> [WAT JE DOET]:
Beantwoord aan de hand van het documentfragment over de nieuwe tophal de volgende vragen:
(a) Aan welke weg krijgt de tophal een prominente plek?
(b) Welke hoogte krijgt het centre court-gedeelte?
(c) Aan welk bestaand gebouw wordt de nieuwe tophal aangebouwd?

> [DOCUMENTFRAGMENT]:
<<<<

Plan: | Sportpark Zuid Sportweg - 2011 |
---|---|
Status: | vastgesteld |
Plantype: | bestemmingsplan |
IMRO-idn: | NL.IMRO.0222.R12B013A-0008 |
Inleiding.
Deze beeldkwaliteitparagaaf geeft de uitgangspunten aan voor de stedenbouwkundige opzet en het architectonisch ontwerp van de nieuwe tophal op Sportpark Zuid. Het is een op de locatie en situatie afgestemd kader voor de stedenbouwkundige en architectonische vormgeving. Het kader dient als uitgangspunt om tot een passende verschijningsvorm van de hal en inrichting van het aansluitende terrein te komen. Het zal tevens dienen als toetsingskader voor de welstandscommissie bij de beoordeling van het plan.
Algemeen
Met de ligging aan de Liemersweg krijgt de tophal een prominente plek aan een voor Doetinchem belangrijke regionale verbindingsweg en tevens belangrijke randweg voor het verkeer rond het centrum van de stad. Overeenkomstig hetgeen de welstandsnota daarover aangeeft dienen locaties aan een dergelijk eigentijds lint een grote bijdrage te leveren aan de uitstraling van de stad. Een hoge beeldkwaliteit is daarom gewenst.
Door de functie zal een sporthal veelal eenvoudig van volumeopbouw zijn. Deze eenvoud biedt evenwel kansen voor een oprechte op de functie afgestemde architectuur waaraan het gebouw zijn kwaliteit kan ontlenen. Daarbij zal, in een positionering naar maat en schaal van de verschillende volumedelen, ook rekening moeten worden gehouden met de bestaande turnhal en met de nabijheid en situering van het kantoor van het waterschap Rijn en IJssel: een hoogwaardig ontwerp, op een zichtlocatie in een parkachtige setting, dat zich nadrukkelijk in de omgeving manifesteert.
Volumeopbouw
De nieuwe tophal wordt aangebouwd aan de bestaande turnhal zodanig dat één complex ontstaat dat is samengesteld uit meerdere volumes. Het complex dient daarbij een evenwichtige compositie te worden van volumes met een duidelijke eenvoudige hoofdvorm. Uit functionele overwegingen kan de nieuwe tophal zelf ook uit een samenstel van in hoogte verschillende volumes bestaan. Daarbij dient, weliswaar met behoud van enige individuele expressie, wel een onderlinge architectonische samenhang herkenbaar te blijven.
De bouwvlakken zoals vastgelegd in het bestemmingsplan vormen het uitgangspunt voor de positionering van de bebouwing. De vereiste hoogte van het centre courtgedeelte is bepalend voor de maximale bouwhoogte. Uit functionele overwegingen krijgt dit gedeelte een hoogte van 16 meter. Om in te spelen op de zichtbaarheid van het waterschapsgebouw en vanuit de parkgedachte bij het sportpark, mag dit centre court-deel geen front maken naar de Liemersweg. Dit deel kan dan ook worden gesitueerd in het bouwvlak dat begrenst wordt door de noordoostgevel van de turnhal en het verlengde daarvan, door de bouwgrens aan de kant van de waterschapstuin en door de vrijwaringszone van de hoogspanningsleiding.

>>>>

> [BESCHIKBARE GEGEVENS]:
<<<<

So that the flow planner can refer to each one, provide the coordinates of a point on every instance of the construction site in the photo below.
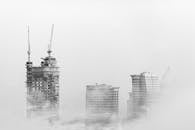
(42, 84)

>>>>

> [ANTWOORD OP OPDRACHT]:
(a) Aan de Liemersweg.
(b) Een hoogte van 16 meter.
(c) Aan de bestaande turnhal.